*** Block opens ***
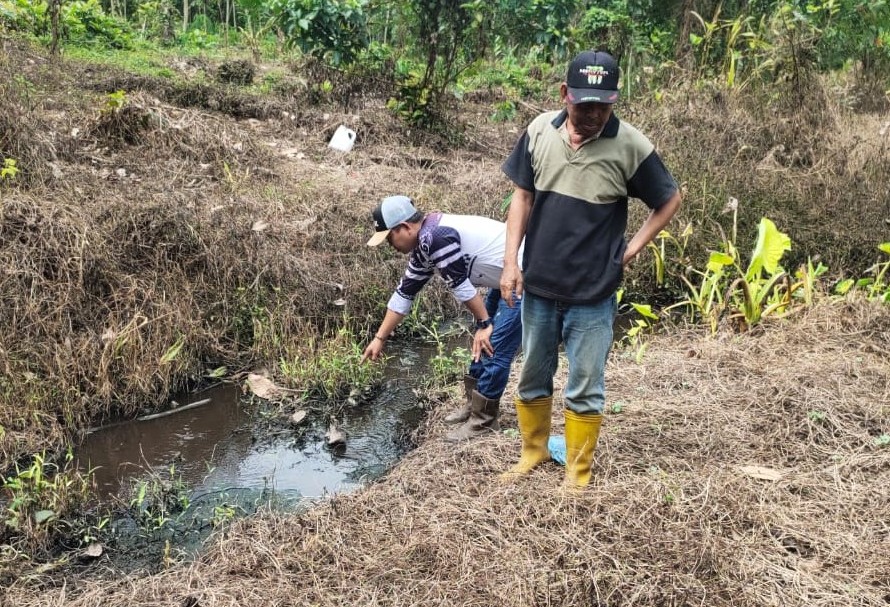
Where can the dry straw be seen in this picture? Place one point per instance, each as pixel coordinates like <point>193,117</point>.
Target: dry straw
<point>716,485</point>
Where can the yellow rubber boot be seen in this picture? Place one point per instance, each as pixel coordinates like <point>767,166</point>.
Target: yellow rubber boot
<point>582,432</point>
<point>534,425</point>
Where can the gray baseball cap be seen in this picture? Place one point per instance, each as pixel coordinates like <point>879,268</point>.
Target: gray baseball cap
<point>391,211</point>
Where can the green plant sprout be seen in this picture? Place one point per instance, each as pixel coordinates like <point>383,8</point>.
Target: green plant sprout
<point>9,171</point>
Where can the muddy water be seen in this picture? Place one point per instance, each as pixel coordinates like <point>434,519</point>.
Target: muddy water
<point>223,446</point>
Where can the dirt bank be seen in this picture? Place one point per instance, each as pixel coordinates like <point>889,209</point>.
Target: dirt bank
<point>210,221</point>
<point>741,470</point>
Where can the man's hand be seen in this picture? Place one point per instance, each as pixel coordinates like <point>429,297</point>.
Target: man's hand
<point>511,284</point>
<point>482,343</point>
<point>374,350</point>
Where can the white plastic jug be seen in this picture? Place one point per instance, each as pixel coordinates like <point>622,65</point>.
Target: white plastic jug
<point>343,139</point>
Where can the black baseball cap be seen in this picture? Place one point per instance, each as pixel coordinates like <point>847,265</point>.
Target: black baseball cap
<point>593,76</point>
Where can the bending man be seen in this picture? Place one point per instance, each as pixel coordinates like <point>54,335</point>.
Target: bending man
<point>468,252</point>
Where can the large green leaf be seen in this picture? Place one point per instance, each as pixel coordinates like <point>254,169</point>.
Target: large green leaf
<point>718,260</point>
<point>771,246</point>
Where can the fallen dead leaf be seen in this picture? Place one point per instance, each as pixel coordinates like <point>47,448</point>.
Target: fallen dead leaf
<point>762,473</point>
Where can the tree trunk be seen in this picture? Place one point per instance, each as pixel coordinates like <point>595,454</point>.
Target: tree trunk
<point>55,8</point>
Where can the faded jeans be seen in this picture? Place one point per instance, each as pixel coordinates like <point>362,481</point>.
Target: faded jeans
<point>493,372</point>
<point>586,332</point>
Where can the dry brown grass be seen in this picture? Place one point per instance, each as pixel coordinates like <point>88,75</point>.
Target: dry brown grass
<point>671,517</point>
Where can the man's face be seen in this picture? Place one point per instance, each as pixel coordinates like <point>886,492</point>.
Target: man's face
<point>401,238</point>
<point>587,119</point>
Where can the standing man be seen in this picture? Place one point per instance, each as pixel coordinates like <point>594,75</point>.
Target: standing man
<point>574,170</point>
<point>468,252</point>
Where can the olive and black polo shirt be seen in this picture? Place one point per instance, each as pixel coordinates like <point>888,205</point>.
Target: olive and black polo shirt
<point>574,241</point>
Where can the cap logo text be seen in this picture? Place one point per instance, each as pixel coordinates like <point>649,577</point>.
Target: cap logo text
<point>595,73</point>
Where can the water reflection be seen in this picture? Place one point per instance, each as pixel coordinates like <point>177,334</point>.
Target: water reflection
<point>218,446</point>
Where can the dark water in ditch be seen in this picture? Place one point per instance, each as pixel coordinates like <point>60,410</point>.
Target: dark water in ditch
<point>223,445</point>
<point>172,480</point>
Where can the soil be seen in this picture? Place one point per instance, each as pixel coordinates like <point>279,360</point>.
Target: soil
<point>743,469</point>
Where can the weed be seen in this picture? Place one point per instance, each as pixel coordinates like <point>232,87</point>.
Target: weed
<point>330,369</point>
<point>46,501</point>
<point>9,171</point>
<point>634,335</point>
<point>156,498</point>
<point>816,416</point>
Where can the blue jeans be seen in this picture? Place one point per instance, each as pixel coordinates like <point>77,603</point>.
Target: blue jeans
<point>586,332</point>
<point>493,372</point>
*** Block closes ***
• EXERCISE DETAILS: Copy out the range of lines above starting at the line with "Where can the cap" and ending at the line with "Where can the dark", exactly and including both.

• OUTPUT FOR THIS TASK:
Where can the cap logo text be seen in this picture? Place one point per instance, each as pixel coordinates like <point>649,577</point>.
Target: cap logo text
<point>595,73</point>
Where can the water reflection be seen in this picture? Place one point per instance, each as pixel coordinates like <point>177,334</point>.
Target: water reflection
<point>218,446</point>
Where can the dark water in ditch be seen in this picture? Place one point per instance, each as pixel coordinates like <point>60,410</point>.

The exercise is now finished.